**SHORT TASK:** Can you write out, character for character, every line from the one containing "[seg] white shelving unit" up to and including the last line of the rows?

(Source rows)

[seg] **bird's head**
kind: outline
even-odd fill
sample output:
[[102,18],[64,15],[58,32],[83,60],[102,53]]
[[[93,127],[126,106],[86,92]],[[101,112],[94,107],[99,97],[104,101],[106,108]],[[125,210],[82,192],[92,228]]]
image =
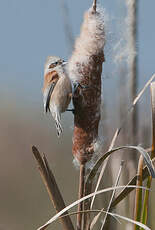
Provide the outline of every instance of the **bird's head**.
[[62,70],[62,67],[66,65],[63,59],[57,56],[48,56],[45,63],[45,74],[56,71],[59,72]]

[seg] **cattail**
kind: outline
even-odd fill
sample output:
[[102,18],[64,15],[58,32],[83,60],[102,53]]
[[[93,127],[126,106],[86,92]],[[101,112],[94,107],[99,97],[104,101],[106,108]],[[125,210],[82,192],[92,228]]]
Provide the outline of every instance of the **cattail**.
[[69,60],[68,72],[79,83],[73,95],[73,155],[85,164],[94,153],[101,104],[101,74],[104,62],[104,11],[93,5],[84,15],[80,36]]

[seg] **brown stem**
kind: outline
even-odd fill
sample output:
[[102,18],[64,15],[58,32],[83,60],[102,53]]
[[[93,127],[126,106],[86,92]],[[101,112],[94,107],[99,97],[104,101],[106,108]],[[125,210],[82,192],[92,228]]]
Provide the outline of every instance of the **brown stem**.
[[[152,163],[155,165],[155,157],[152,159]],[[142,181],[144,181],[147,177],[150,176],[147,166],[143,168],[142,172]],[[127,185],[136,185],[138,175],[134,176]],[[120,203],[130,192],[132,192],[134,188],[124,188],[115,200],[111,204],[111,209],[113,209],[118,203]]]
[[[78,199],[81,199],[85,194],[84,194],[84,177],[85,177],[85,165],[81,164],[80,165],[80,177],[79,177],[79,195]],[[78,214],[77,214],[77,230],[82,229],[82,217],[83,214],[80,213],[83,211],[83,202],[80,202],[78,204]]]
[[97,0],[94,0],[93,1],[93,10],[94,10],[94,12],[96,12],[96,4],[97,4]]
[[[139,158],[139,163],[138,163],[137,182],[136,182],[137,186],[142,186],[143,161],[144,161],[144,158],[141,155]],[[141,211],[142,211],[141,208],[142,208],[142,189],[136,188],[135,208],[134,208],[134,220],[135,221],[140,221]],[[134,230],[137,230],[137,229],[139,229],[139,227],[135,224]]]
[[[45,155],[43,157],[41,156],[41,154],[35,146],[32,147],[32,152],[38,163],[39,172],[48,191],[50,200],[52,201],[55,210],[59,212],[66,206],[60,193],[60,190],[58,188],[58,185],[56,183],[55,177],[51,169],[49,168],[48,161]],[[68,212],[66,212],[66,214],[68,214]],[[60,220],[62,222],[64,230],[74,230],[73,224],[69,216],[63,217]]]

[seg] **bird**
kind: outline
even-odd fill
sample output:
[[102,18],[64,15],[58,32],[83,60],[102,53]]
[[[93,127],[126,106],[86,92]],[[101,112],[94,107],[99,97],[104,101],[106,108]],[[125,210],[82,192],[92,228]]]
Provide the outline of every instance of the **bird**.
[[[58,137],[62,133],[61,113],[64,113],[72,98],[73,86],[67,75],[66,64],[57,56],[48,56],[44,66],[43,102],[55,120]],[[71,110],[68,110],[71,111]]]

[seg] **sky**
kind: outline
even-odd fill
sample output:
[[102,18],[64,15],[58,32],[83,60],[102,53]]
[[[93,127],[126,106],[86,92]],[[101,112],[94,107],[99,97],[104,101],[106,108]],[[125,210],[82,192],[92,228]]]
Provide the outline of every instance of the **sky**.
[[[43,83],[44,62],[48,55],[58,55],[67,59],[71,55],[64,30],[62,0],[0,0],[0,88],[7,98],[12,94],[27,103],[40,103]],[[76,37],[84,11],[91,0],[66,0],[68,19]],[[123,0],[100,0],[110,18],[111,41],[109,50],[115,45],[115,37],[121,37],[119,23],[124,20]],[[155,2],[139,1],[139,78],[140,84],[149,79],[154,72],[153,22]],[[105,53],[105,72],[110,83],[117,76],[110,73],[111,56]],[[109,81],[105,81],[108,85]],[[110,84],[111,85],[111,84]],[[33,96],[32,96],[33,95]]]
[[[113,50],[126,33],[125,0],[98,1],[105,8],[106,19],[109,18],[106,24],[103,89],[104,95],[110,95],[111,103],[115,103],[120,89],[118,91],[119,63],[114,64]],[[64,2],[68,8],[67,19],[75,38],[80,33],[83,13],[91,6],[92,1]],[[149,4],[146,0],[138,2],[137,46],[141,88],[155,72],[155,1],[150,0]],[[45,117],[43,114],[42,103],[46,57],[57,55],[67,60],[71,56],[64,29],[62,3],[63,0],[0,0],[0,181],[3,183],[0,196],[4,198],[0,207],[0,228],[1,224],[5,226],[6,223],[5,229],[21,230],[26,223],[25,226],[29,224],[27,229],[36,229],[36,226],[47,220],[47,206],[48,216],[51,216],[51,206],[32,159],[32,144],[47,153],[67,202],[73,199],[69,193],[70,187],[75,191],[76,198],[75,176],[78,173],[73,167],[71,154],[73,116],[64,115],[63,127],[67,134],[65,132],[63,137],[58,139],[54,123],[49,116]],[[119,48],[122,49],[123,46]],[[125,79],[124,84],[128,84],[128,79]],[[148,103],[148,99],[143,102]],[[148,113],[149,116],[145,116],[145,120],[150,119],[150,110]],[[111,127],[111,124],[113,123],[109,122],[110,128],[108,127],[107,132],[112,133],[115,127]],[[73,180],[65,181],[64,177],[69,178],[70,175],[73,175]]]

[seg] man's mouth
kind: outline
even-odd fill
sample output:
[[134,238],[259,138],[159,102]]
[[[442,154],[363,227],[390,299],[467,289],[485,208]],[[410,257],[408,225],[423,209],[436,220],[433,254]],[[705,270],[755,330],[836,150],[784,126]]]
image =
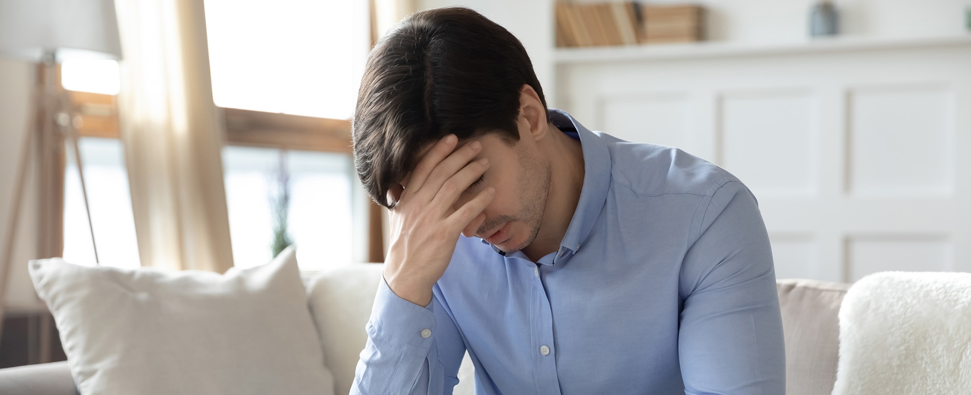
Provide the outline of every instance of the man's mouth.
[[501,228],[499,228],[495,232],[492,232],[492,234],[490,236],[485,238],[485,240],[486,242],[488,242],[488,244],[490,244],[492,246],[497,246],[497,245],[501,244],[502,242],[505,242],[507,239],[509,239],[509,224],[510,223],[512,223],[512,222],[506,222],[504,225],[502,225]]

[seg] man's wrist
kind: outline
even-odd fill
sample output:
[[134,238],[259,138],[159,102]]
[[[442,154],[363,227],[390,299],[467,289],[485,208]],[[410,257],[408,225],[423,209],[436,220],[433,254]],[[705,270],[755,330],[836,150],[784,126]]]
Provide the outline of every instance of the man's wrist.
[[387,287],[391,288],[391,292],[401,299],[422,308],[427,308],[431,304],[431,285],[416,283],[414,280],[401,279],[395,275],[388,276],[387,273],[385,274],[385,281],[387,282]]

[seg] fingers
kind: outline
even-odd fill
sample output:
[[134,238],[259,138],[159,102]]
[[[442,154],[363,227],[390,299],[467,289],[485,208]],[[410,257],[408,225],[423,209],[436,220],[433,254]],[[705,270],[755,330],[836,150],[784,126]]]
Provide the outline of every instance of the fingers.
[[[418,190],[415,190],[410,193],[427,194],[428,199],[434,199],[436,196],[438,196],[439,189],[441,189],[442,186],[445,185],[445,182],[450,179],[452,179],[452,176],[461,171],[467,165],[469,165],[469,161],[472,160],[472,158],[476,157],[476,155],[478,155],[479,151],[481,150],[482,150],[482,143],[477,141],[466,144],[465,146],[462,146],[458,149],[455,149],[454,152],[452,152],[452,154],[450,154],[445,159],[443,159],[442,161],[440,161],[438,164],[435,165],[435,168],[432,169],[431,173],[425,179],[424,183],[421,186],[419,186]],[[415,177],[416,176],[412,176],[412,179],[414,179]],[[478,177],[479,175],[476,176],[476,178]],[[472,179],[472,181],[470,181],[469,183],[472,183],[472,181],[474,181],[475,179]],[[414,183],[414,181],[412,182]],[[462,186],[461,189],[465,189],[465,187],[469,185]],[[452,202],[448,203],[448,205],[451,206]]]
[[[458,200],[458,197],[461,196],[470,185],[472,185],[472,182],[475,182],[480,176],[486,173],[486,170],[487,170],[488,167],[488,158],[480,158],[479,160],[465,165],[465,167],[459,170],[458,173],[450,177],[449,180],[442,184],[442,187],[432,199],[432,206],[451,208],[455,204],[455,201]],[[428,187],[431,187],[431,180],[425,182],[425,185]]]
[[486,213],[479,213],[479,215],[472,218],[472,221],[470,221],[468,225],[465,225],[465,229],[462,229],[462,236],[475,236],[479,233],[479,227],[483,225],[483,222],[486,222]]
[[[479,192],[476,197],[458,208],[452,215],[449,215],[445,220],[446,223],[449,223],[452,229],[462,229],[464,231],[469,223],[473,219],[476,219],[488,207],[488,204],[492,202],[492,198],[494,197],[495,188],[492,186],[486,188],[486,190]],[[475,232],[473,231],[473,233]]]
[[420,189],[432,170],[455,149],[457,144],[458,138],[452,134],[445,136],[438,143],[435,143],[431,149],[419,160],[419,164],[415,166],[415,170],[409,176],[408,183],[405,186],[412,191]]

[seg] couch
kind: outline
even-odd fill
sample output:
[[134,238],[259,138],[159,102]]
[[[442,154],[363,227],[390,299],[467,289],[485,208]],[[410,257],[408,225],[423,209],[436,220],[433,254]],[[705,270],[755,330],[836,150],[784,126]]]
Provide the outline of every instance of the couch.
[[[358,353],[366,342],[370,315],[384,266],[352,264],[305,275],[308,306],[318,323],[336,394],[353,381]],[[786,334],[787,393],[828,395],[836,379],[839,352],[838,313],[850,284],[780,280],[777,289]],[[466,360],[455,394],[474,392],[474,372]],[[73,395],[77,388],[67,362],[0,369],[0,394]]]

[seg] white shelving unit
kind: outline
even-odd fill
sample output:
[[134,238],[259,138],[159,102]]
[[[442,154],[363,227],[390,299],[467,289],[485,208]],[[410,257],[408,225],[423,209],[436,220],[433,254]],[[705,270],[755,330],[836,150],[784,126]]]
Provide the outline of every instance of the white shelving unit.
[[787,44],[699,42],[627,47],[556,49],[557,65],[643,60],[681,60],[706,57],[782,55],[813,52],[856,51],[886,49],[966,46],[971,34],[925,38],[834,37]]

**RESPONSE TO THIS EXERCISE:**
[seg] white shelving unit
kind: outline
even-odd fill
sample output:
[[134,238],[259,138],[159,102]]
[[[442,154],[363,227],[390,299],[467,289],[485,208]],[[410,257],[408,225],[423,209],[436,220],[433,254]],[[705,270],[755,330],[836,150],[784,126]]]
Provide the outline of every instance of the white shelving unit.
[[787,44],[699,42],[627,47],[556,49],[557,65],[643,60],[681,60],[706,57],[782,55],[813,52],[856,51],[886,49],[966,46],[971,34],[925,38],[834,37]]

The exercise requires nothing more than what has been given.